To do>
Count the lines below that contain the string "stainless", treating uppercase and lowercase letters as different, and reply with that number alone.

Provided material>
--

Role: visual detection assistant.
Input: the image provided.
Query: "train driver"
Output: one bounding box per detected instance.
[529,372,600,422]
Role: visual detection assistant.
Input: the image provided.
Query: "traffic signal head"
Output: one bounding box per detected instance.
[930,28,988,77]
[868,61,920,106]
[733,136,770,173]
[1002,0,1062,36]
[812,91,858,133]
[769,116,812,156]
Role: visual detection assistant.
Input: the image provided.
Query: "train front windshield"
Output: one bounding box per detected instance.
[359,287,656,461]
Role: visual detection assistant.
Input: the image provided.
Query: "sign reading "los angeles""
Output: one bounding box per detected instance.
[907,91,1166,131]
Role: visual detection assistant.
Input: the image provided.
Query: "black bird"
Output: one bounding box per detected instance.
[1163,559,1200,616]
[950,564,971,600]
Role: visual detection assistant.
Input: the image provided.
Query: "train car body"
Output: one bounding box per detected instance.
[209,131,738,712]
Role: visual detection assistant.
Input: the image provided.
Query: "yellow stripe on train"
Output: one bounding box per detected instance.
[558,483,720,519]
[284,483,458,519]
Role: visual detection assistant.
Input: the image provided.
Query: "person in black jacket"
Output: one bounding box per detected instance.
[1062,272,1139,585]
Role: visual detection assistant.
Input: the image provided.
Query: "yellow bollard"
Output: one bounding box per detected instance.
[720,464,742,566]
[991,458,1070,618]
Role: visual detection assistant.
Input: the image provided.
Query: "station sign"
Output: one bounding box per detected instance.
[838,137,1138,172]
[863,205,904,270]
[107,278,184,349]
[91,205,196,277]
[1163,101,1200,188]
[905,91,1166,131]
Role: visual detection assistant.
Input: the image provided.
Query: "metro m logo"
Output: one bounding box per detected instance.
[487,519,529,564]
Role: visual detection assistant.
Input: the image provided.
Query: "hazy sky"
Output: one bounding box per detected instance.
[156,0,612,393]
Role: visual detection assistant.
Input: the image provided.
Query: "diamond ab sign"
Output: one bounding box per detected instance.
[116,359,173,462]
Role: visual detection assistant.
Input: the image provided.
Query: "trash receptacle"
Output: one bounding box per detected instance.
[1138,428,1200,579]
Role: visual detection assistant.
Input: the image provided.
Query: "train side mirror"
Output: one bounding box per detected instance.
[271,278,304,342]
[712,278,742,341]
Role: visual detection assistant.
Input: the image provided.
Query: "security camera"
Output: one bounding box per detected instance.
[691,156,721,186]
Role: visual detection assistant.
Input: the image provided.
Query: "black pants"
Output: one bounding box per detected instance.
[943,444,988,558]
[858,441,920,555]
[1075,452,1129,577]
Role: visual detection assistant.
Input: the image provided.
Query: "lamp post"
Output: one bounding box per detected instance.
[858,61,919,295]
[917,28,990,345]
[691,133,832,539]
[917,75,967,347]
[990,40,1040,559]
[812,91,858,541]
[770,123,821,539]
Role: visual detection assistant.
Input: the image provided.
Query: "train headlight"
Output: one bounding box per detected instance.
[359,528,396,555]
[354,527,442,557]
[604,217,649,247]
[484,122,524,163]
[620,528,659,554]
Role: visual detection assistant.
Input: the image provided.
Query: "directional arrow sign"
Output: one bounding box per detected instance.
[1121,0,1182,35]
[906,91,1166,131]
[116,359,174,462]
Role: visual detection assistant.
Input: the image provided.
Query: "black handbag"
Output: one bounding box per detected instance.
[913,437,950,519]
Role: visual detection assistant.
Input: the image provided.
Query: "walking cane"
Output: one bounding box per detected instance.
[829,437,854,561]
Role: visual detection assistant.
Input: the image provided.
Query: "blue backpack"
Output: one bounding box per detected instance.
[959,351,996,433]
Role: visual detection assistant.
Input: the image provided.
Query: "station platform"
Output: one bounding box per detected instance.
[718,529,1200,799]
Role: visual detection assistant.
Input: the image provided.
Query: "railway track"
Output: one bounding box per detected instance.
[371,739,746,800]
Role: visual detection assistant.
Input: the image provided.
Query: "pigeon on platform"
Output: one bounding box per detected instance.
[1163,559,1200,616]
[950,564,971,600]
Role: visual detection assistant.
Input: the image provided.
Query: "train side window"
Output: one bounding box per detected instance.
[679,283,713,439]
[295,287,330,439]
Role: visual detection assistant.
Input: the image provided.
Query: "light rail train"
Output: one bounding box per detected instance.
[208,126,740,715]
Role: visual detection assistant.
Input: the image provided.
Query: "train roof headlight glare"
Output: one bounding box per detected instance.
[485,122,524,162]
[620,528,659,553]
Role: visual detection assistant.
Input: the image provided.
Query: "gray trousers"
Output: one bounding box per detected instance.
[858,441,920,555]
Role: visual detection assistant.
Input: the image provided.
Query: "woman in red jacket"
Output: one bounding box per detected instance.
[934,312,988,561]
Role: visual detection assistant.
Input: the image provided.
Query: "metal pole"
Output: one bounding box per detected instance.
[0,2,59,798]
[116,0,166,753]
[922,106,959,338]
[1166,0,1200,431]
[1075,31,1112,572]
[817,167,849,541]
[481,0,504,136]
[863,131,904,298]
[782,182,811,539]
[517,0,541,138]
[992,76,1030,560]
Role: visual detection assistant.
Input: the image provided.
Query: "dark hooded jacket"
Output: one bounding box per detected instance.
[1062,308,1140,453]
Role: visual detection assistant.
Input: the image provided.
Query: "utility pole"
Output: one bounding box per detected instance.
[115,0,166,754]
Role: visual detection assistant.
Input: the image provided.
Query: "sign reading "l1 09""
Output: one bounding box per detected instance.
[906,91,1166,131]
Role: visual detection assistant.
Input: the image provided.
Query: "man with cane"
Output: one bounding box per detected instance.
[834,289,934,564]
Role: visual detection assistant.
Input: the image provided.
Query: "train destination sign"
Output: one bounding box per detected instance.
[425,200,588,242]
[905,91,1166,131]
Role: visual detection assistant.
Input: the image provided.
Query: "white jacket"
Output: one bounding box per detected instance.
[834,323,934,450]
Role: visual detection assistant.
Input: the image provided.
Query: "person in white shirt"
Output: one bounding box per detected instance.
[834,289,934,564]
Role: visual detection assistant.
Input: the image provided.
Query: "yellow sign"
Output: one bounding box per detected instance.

--

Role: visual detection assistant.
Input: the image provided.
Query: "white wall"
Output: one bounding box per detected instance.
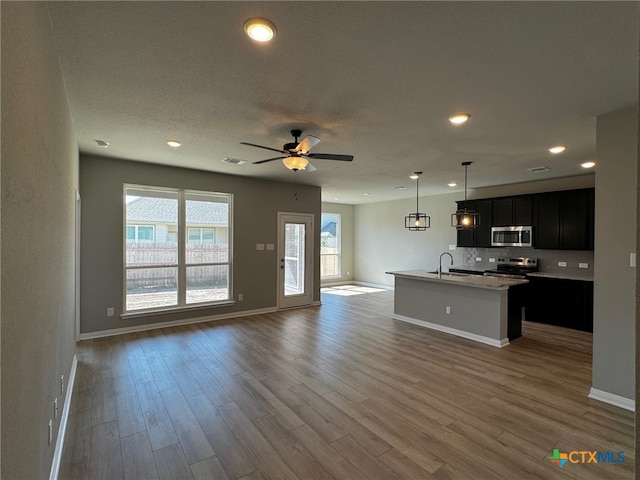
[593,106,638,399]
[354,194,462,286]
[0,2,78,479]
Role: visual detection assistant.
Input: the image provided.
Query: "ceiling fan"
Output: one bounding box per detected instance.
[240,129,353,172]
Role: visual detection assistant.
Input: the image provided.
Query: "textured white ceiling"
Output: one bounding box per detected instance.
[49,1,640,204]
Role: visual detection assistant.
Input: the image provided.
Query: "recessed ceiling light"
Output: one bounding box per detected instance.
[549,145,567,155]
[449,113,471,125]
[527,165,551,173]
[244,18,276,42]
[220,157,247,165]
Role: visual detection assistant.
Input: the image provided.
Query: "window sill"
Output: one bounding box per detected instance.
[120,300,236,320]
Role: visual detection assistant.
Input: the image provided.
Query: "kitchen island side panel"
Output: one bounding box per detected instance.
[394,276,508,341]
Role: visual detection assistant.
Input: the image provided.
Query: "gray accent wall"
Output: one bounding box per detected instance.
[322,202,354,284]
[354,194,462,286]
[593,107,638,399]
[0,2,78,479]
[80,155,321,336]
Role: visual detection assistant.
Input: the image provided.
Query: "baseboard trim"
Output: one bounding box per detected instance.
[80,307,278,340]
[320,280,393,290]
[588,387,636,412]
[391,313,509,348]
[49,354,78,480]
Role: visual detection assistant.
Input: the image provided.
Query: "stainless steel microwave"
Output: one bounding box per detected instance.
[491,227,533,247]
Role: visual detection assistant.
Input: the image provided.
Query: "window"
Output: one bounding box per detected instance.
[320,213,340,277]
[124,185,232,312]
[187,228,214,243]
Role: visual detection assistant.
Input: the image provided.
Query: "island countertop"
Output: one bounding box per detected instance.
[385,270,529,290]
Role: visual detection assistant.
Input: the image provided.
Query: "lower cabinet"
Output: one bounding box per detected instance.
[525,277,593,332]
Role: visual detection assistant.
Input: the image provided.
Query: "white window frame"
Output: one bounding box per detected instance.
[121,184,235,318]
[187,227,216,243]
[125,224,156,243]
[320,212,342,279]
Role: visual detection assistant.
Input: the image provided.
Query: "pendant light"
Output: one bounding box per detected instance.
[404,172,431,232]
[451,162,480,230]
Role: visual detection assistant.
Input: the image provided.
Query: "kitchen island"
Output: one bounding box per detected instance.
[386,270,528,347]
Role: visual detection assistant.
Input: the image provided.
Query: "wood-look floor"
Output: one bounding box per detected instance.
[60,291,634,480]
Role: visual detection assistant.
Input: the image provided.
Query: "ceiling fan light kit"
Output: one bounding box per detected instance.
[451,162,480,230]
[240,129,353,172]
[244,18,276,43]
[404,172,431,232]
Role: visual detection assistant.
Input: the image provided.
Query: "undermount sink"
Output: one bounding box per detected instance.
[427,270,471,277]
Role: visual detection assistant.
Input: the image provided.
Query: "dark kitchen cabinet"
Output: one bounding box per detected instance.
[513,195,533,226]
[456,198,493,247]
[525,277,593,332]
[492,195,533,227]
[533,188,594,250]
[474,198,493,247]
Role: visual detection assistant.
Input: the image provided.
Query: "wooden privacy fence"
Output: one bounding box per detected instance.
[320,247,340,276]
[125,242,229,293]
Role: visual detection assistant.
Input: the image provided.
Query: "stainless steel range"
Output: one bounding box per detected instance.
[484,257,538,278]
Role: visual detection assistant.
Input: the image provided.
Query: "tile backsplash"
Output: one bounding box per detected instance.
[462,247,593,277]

--

Final result>
2